● Data records

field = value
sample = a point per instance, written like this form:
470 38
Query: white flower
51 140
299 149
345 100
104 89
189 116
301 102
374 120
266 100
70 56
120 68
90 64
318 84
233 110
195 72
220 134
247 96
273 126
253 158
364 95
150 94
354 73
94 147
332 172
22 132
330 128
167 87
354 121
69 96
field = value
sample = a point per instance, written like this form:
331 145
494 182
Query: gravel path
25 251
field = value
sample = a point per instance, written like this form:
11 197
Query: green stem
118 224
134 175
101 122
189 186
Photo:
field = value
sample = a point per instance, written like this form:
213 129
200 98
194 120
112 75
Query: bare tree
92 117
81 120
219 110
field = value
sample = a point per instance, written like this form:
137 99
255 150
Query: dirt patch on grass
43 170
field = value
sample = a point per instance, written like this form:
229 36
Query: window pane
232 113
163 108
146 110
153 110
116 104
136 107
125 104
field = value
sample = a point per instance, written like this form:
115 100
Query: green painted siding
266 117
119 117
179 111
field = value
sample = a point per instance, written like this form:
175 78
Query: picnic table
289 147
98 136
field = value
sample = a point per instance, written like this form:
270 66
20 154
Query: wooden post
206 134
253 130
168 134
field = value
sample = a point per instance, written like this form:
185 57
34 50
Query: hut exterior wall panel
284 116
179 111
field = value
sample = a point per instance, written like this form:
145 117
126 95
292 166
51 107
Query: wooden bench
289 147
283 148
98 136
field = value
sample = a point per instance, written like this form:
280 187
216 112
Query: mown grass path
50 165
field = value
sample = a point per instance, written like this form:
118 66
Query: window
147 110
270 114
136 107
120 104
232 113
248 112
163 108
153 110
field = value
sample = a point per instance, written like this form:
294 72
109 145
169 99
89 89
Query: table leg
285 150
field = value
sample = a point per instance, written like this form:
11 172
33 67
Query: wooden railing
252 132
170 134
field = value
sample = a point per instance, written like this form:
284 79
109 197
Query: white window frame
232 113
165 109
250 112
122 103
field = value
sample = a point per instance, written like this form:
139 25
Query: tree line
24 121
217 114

...

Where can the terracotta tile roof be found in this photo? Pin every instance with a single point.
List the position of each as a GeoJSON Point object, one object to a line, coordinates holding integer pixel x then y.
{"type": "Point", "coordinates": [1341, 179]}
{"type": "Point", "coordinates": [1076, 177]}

...

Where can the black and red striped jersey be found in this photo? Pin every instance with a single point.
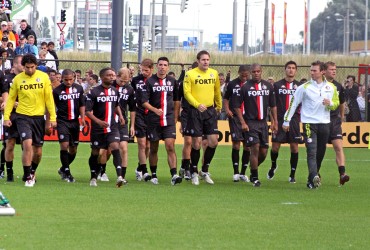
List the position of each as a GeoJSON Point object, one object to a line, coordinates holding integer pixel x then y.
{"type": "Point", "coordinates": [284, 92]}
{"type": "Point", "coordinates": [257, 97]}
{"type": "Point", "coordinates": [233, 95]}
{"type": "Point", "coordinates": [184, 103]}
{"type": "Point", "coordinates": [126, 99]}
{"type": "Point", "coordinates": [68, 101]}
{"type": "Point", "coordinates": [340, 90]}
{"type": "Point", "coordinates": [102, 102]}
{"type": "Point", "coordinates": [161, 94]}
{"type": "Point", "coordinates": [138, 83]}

● Prompt
Looking at the material above, say how many of its lines include "with", and give nothing besides the number.

● Your solution
2